- **TASK**: Reproduce every line of the records below verbatim, omitting the pictures from your output.

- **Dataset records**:
>> BEGIN
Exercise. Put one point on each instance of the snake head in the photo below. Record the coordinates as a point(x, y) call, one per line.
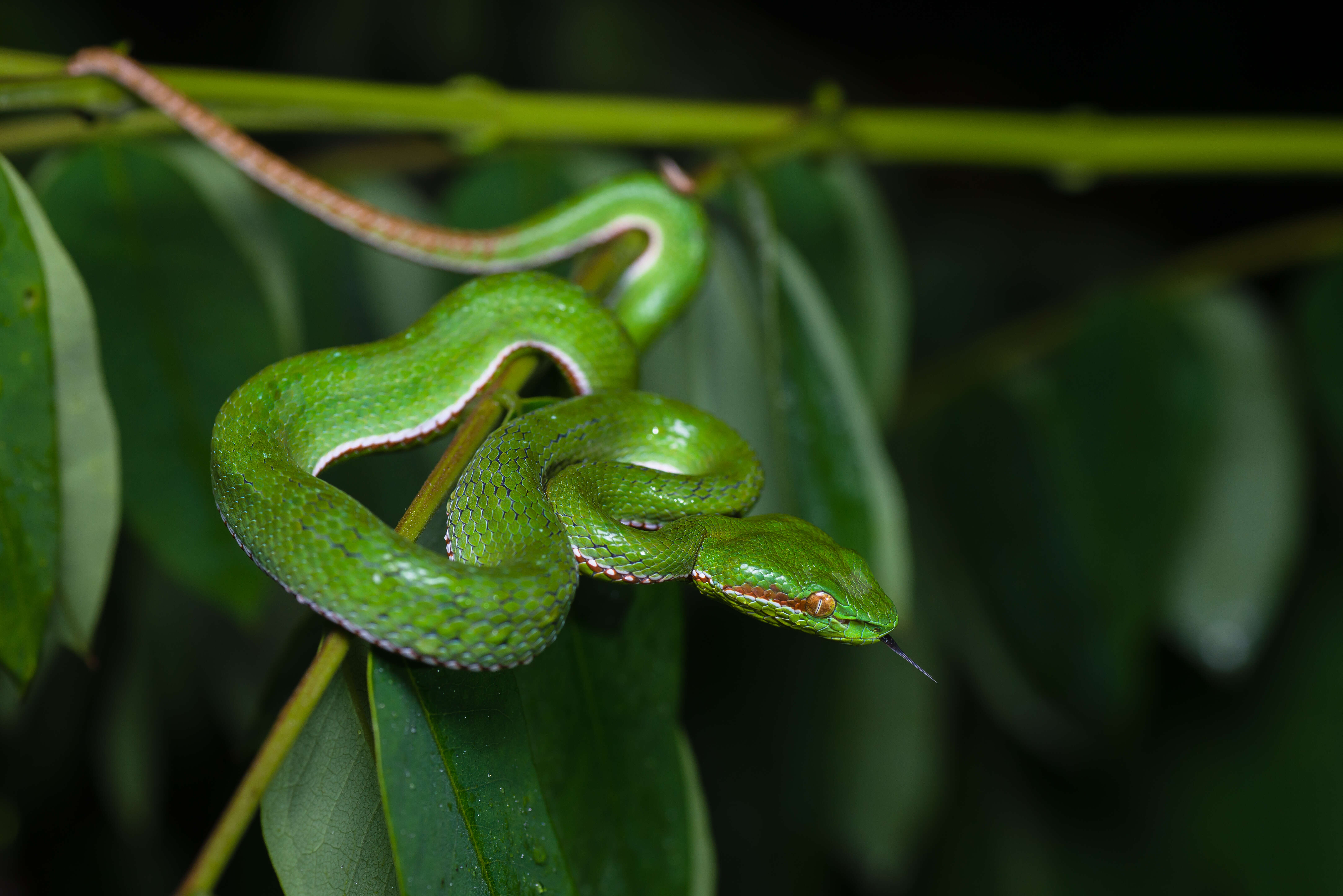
point(789, 573)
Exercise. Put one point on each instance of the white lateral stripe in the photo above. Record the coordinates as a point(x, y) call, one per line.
point(571, 371)
point(500, 267)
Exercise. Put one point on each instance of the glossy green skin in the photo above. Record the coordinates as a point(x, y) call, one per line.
point(616, 483)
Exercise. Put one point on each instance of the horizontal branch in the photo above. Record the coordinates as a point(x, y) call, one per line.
point(1076, 146)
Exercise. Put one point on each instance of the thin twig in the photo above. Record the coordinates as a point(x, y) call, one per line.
point(1076, 146)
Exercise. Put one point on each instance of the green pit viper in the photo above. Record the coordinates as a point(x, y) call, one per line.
point(613, 483)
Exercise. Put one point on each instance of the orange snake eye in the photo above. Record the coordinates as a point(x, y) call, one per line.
point(821, 605)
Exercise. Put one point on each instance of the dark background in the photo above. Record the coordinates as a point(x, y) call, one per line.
point(1013, 821)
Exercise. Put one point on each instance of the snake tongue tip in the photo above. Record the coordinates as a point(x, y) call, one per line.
point(891, 643)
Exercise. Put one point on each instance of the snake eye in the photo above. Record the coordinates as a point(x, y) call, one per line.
point(821, 605)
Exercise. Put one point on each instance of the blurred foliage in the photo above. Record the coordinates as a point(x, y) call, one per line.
point(1119, 558)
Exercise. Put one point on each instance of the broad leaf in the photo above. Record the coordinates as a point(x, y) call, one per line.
point(30, 484)
point(1252, 801)
point(832, 211)
point(714, 358)
point(323, 812)
point(90, 467)
point(1321, 326)
point(566, 774)
point(183, 322)
point(398, 291)
point(1229, 577)
point(1068, 491)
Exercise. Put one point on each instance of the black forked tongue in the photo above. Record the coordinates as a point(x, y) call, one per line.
point(891, 643)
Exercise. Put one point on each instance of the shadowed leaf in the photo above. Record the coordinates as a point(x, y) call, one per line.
point(183, 320)
point(323, 812)
point(90, 465)
point(1228, 581)
point(569, 773)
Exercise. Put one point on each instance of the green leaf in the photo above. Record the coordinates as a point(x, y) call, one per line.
point(714, 358)
point(323, 812)
point(843, 475)
point(398, 291)
point(183, 322)
point(832, 211)
point(90, 467)
point(30, 496)
point(569, 774)
point(1321, 326)
point(1229, 575)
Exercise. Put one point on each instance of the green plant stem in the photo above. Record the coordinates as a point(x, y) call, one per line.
point(224, 840)
point(1076, 146)
point(220, 848)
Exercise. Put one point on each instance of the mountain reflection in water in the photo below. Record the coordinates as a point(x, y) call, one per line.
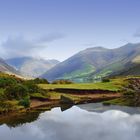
point(77, 124)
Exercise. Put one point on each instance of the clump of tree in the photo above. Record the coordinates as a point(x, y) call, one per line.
point(13, 88)
point(105, 80)
point(39, 81)
point(62, 82)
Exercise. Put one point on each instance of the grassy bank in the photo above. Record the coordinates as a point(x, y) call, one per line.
point(17, 94)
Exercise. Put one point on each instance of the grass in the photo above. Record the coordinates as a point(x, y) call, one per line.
point(113, 85)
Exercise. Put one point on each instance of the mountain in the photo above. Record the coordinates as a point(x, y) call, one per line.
point(4, 67)
point(96, 62)
point(32, 67)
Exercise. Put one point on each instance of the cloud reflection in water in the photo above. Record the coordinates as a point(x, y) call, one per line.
point(77, 124)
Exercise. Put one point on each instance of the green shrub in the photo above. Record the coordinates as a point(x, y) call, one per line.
point(40, 81)
point(105, 80)
point(5, 81)
point(62, 82)
point(17, 92)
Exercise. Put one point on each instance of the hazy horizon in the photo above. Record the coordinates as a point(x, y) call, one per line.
point(53, 29)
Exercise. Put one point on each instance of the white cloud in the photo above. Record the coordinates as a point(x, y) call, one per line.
point(20, 46)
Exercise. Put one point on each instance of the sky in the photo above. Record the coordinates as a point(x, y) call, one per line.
point(57, 29)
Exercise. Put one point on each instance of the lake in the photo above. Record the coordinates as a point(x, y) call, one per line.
point(82, 122)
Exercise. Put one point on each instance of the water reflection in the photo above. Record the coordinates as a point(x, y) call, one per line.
point(77, 124)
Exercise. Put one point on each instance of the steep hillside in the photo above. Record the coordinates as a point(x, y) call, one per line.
point(94, 63)
point(33, 67)
point(4, 67)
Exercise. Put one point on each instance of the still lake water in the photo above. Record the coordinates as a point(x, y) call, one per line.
point(82, 122)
>> END
- **WRITTEN RESPONSE**:
Exercise. Put one point on each instance of the snake head in the photo below. Record the coordinates as a point(x, y) call, one per line.
point(789, 573)
Exercise. Put one point on each instance of the white lateral stripe in the photo above. Record the coordinates as a point(x, y) call, one per line.
point(571, 371)
point(500, 267)
Exercise. Put one point on each instance of the glossy green skin in the photo above. Record the coordinates as a point(x, y) call, one per line.
point(616, 483)
Exercise. Put one point on each instance of the horizontal branch in the photo above. Record the coordinates as a point(x, y) call, one per line.
point(1076, 146)
Exercise. Put one point on each instance of the thin twig in the photo above. Record the coordinates as a point(x, y) call, one per line.
point(1076, 146)
Exercise. Put one point on each instance of the green pit viper in the photo above. Record the coordinates as a point(x, y) call, one per line.
point(613, 483)
Exercise. Put one point on each instance of the orange snake eye in the photo above. Record the coordinates as a point(x, y) call, one per line.
point(821, 605)
Exercise. Put one point on each instance of the dark background in the photo above. Record the coordinates as a point(x, y) call, one per line.
point(1013, 821)
Exercise. Put one point on each instance of the snake tongue tip in the photo above. Record the coordinates as a point(x, y) call, one per line.
point(891, 643)
Exercise. Put one point on each instance of the snake eye in the photo above. Record the coordinates as a point(x, y) call, one per line.
point(821, 605)
Exercise. Put one point on each instance of the blurred foliage in the photo above. Record the coordinates as a point(x, y) call, one per line.
point(1119, 558)
Exercise. Put one point on each instance of the broad leaf in the photo above. Record the coordinates as a point(x, y) call, one per line.
point(30, 484)
point(1252, 801)
point(832, 211)
point(714, 358)
point(323, 812)
point(90, 467)
point(1321, 326)
point(566, 774)
point(183, 322)
point(398, 291)
point(1229, 577)
point(1068, 491)
Exercise. Put one point on each instance of the black forked tongue in the photo above. Record the coordinates as a point(x, y) call, one per line.
point(891, 643)
Exercise. Put one point on each instance of the shadowed leaf in the photo above. Record the coordinates as a point(x, y) call, one per line.
point(183, 320)
point(323, 812)
point(90, 465)
point(1228, 581)
point(569, 773)
Exercise. Put one point on each instance of the green leaf in the photo above. Record the coordinates as a point(x, y) call, one per line.
point(714, 358)
point(323, 812)
point(843, 475)
point(398, 291)
point(183, 322)
point(832, 211)
point(90, 467)
point(30, 496)
point(569, 774)
point(1321, 326)
point(1229, 575)
Exercise. Put one point on each instance of the green plant stem in the photo above. Record the coordinates as a point(x, y) call, one per line.
point(224, 840)
point(1076, 146)
point(220, 848)
Exercise. Put one point on each instance of the mountain reflection in water in the photo below. Record the coordinates as a point(x, y) call, one per line.
point(77, 124)
Exercise. Put one point on each instance of the clump of tree in the photo above. Record the coordinates as a point(x, y) call, one per line.
point(13, 88)
point(105, 80)
point(39, 81)
point(62, 82)
Exercise. Put one point on each instance of the grassy bank in the photo above. Record the coordinates as a point(x, y) call, one per line.
point(17, 94)
Exercise. Put one point on each instance of the grass in the photo above. Record the coordinates as a point(x, y) call, one per line.
point(113, 85)
Exercise. Put one point on each instance of the mountain in the photo above. Record the coordinates as a point(x, y) call, one per line.
point(4, 67)
point(96, 62)
point(32, 67)
Exercise. Put one point on each instance of the cloud reflection in water in the photo above. Record the coordinates as a point(x, y) call, one per line.
point(77, 124)
Exercise. Put one point on each instance of the green shrub in the photo above. Record the coordinates as a point(x, y) call, one per line.
point(40, 81)
point(105, 80)
point(5, 81)
point(62, 82)
point(17, 92)
Exercise. Put one point on each instance of the hazy horizon in the photo above. Record the coordinates as a point(x, y) call, one per line.
point(53, 29)
Exercise. Put one point on each instance of the white cloud in the photo above. Record the coordinates as a point(x, y) call, one per line.
point(20, 46)
Exercise. Put one point on each instance of the sky in the photo above. Record the coordinates as a point(x, y) call, one per line.
point(57, 29)
Exercise. Put one point on each instance of the lake in the photo above. Record the coordinates as a point(x, y) call, one per line.
point(82, 122)
Exercise. Put one point on each instance of the water reflection in the photo above. Record the coordinates as a point(x, y) call, one per line.
point(77, 124)
Exercise. Put one point on each instance of the steep hillside in the photo above. Record the coordinates as a point(x, y) call, one per line.
point(94, 63)
point(33, 67)
point(4, 67)
Exercise. Put one point on each instance of the still lake water in the photo above. Record the coordinates as a point(x, y) call, one per line.
point(82, 122)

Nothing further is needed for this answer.